Raw records:

-------

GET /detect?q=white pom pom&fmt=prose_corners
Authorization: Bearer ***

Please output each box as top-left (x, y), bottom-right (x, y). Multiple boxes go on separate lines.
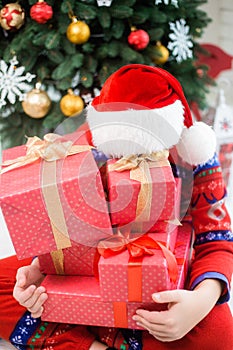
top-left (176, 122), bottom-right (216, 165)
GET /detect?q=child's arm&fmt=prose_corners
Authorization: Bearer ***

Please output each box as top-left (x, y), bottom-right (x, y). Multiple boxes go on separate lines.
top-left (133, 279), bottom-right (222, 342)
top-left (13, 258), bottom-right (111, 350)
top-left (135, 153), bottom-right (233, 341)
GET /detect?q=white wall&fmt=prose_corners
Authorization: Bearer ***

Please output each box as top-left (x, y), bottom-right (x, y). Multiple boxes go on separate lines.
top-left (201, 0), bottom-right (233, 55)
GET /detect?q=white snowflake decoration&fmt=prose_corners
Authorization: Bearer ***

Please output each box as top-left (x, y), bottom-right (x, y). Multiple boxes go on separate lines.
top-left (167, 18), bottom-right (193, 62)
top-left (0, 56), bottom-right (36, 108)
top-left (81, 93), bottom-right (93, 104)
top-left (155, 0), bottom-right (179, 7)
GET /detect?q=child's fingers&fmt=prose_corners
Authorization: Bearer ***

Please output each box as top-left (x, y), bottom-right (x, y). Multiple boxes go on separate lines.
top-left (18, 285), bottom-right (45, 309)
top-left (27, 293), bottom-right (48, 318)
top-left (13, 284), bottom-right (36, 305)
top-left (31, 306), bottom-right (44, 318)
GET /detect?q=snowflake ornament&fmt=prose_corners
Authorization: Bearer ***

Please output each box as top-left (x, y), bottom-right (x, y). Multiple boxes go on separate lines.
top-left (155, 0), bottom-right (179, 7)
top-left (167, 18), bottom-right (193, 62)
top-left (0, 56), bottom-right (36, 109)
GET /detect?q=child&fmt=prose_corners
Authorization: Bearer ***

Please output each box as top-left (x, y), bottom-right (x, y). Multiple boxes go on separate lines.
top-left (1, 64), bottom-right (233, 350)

-------

Instructions for the task
Report every line in the material above that contains the string "child", copying each such line in full.

Finished answer
GET /detect?q=child's arm&fmt=prose_corners
GET /detect?q=child's fingers&fmt=prose_corners
GET /detect?q=child&fmt=prose_corners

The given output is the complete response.